Per mesi ne abbaimo sentito parlare senza avere la reale consapevolezza di quanto potesse toccarci, continuando a percepirlo come lontano.
Ma ecco che dopo qualche ristrettezza, anche curiosa dal nostro punto di vista, tra capo e collo la sera del 08.03.2020 le nostre vite sono state stravolte.
Le nostre vite stravolte
Noi Italiani di oggi siamo stati tutto sommato fortunati, nessuna guerra né altre questioni che abbiano mai miniato davvero la nostra sensazione di benessere. Anche il terrorismo internazionale alla fine ce lo siamo fatti andare bene, abituandoci.
Ma stavolta, invece, è stato diverso.
Ce ne siamo accorti lunedì mattina quando, seppur non ci sia stato chiesto di andare in guerra, ci è stato chiesto senza preavviso di non rivedere amici, genitori e fratelli, di rimanere a casa e limitare ogni possibile contatto con il mondo esterno fino a data da destianrsi, per il loro e per il nostro bene.
Mercoledì 04 marzo ho salutato i miei colleghi e i ragazzi a scuola con un “Ci vediamo domani!”, ma di fatto sono passati più di 15 giorni e a parte qualcuno alla finestra e la gente in fila al supermercato, non vedo nessuno se non il mio ragazzo che vive con me. Lui, tra 7 miliardi di persone, è l’unica persona che io possa abbracciare da qua ai prossimi giorni, l’unico con cui possa condividere un pranzo, una cena o un film. E sono anche fortunata perché c’è chi invece si è ritrovato in casa da solo.
Realizzare questo fa male. Non ci sono mezzi termini, fa malissimo.
La reazione degli Italiani
Ma a provare queste emozioni evidentemente non devo essere la sola perché gli altri Italiani, anche se con un po’ di fatica, si sono chiusi in casa e hanno incredibilmente reagito.
Nell’arco di pochi giorni, hanno iniziato a girare sui social gli avvisi di vari flashmob, ma diversi dal solito: non ci si sarebbe trovati tutti in un luogo, ma tutti alla stessa ora, ci si sarebbe dovuti affacciare alla finestra per cantare insieme una canzone. L’orario stabilito sarebbero state le 18.00.

*Righe del dataset*
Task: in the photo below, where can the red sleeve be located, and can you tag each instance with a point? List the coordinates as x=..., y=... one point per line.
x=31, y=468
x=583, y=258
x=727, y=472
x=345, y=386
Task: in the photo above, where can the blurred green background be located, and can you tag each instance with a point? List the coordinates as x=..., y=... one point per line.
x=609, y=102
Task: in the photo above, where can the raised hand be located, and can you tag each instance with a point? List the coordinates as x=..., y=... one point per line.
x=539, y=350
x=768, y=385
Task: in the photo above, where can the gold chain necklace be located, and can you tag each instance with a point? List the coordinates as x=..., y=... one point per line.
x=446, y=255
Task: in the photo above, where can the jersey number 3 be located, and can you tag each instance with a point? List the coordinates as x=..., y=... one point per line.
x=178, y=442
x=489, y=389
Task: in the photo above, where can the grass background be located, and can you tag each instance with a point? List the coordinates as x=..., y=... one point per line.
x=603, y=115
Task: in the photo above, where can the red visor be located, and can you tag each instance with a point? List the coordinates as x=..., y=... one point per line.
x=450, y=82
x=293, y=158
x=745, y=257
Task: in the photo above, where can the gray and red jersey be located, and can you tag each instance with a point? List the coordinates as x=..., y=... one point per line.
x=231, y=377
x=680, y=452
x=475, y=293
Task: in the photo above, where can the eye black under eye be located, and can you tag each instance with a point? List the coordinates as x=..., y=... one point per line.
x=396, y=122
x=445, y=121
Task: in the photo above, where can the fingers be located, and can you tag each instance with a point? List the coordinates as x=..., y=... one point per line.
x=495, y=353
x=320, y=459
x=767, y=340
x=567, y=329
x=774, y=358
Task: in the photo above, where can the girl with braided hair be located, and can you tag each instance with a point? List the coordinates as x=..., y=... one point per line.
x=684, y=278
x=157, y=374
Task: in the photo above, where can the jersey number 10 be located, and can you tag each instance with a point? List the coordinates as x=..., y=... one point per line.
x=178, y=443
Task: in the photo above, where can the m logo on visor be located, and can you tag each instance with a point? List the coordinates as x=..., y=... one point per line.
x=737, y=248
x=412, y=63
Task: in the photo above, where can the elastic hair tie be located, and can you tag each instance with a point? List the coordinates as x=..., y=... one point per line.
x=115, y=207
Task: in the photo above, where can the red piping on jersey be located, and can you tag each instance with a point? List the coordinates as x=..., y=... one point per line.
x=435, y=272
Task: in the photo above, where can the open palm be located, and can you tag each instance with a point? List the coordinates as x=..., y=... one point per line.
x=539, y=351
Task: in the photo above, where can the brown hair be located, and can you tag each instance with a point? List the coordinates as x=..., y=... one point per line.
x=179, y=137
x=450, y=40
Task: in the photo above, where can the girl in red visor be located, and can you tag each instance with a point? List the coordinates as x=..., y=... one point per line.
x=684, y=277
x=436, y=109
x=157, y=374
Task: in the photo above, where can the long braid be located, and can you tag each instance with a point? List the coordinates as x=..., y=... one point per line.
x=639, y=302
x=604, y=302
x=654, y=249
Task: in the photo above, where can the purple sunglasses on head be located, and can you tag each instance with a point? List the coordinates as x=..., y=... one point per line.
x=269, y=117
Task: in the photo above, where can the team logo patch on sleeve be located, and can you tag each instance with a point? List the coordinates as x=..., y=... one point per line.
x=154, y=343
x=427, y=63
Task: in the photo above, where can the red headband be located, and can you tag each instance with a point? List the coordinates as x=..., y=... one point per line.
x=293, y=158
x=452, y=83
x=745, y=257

*Cosa fare*
A. Rispondi in base all'estratto del documento, una domanda per riga:
(i) In quale momento della settimana ci si è accorti che stavolta era diverso?
(ii) Chi è l'unica persona che chi scrive vede, oltre a chi si affaccia alla finestra e a chi è in fila al supermercato?
(iii) A che ora era fissato il canto alla finestra?
B. Riporta dall'estratto del documento il passo che comincia con "Le nostre vite stravolte" e prosegue fino a "è stato diverso.".
Per questo lavoro le righe non servono.

*Risposte complete*
A.
(i) Lunedì mattina.
(ii) Il ragazzo che vive con chi scrive.
(iii) Alle 18.00.

B.
Le nostre vite stravolte
Noi Italiani di oggi siamo stati tutto sommato fortunati, nessuna guerra né altre questioni che abbiano mai miniato davvero la nostra sensazione di benessere. Anche il terrorismo internazionale alla fine ce lo siamo fatti andare bene, abituandoci.
Ma stavolta, invece, è stato diverso.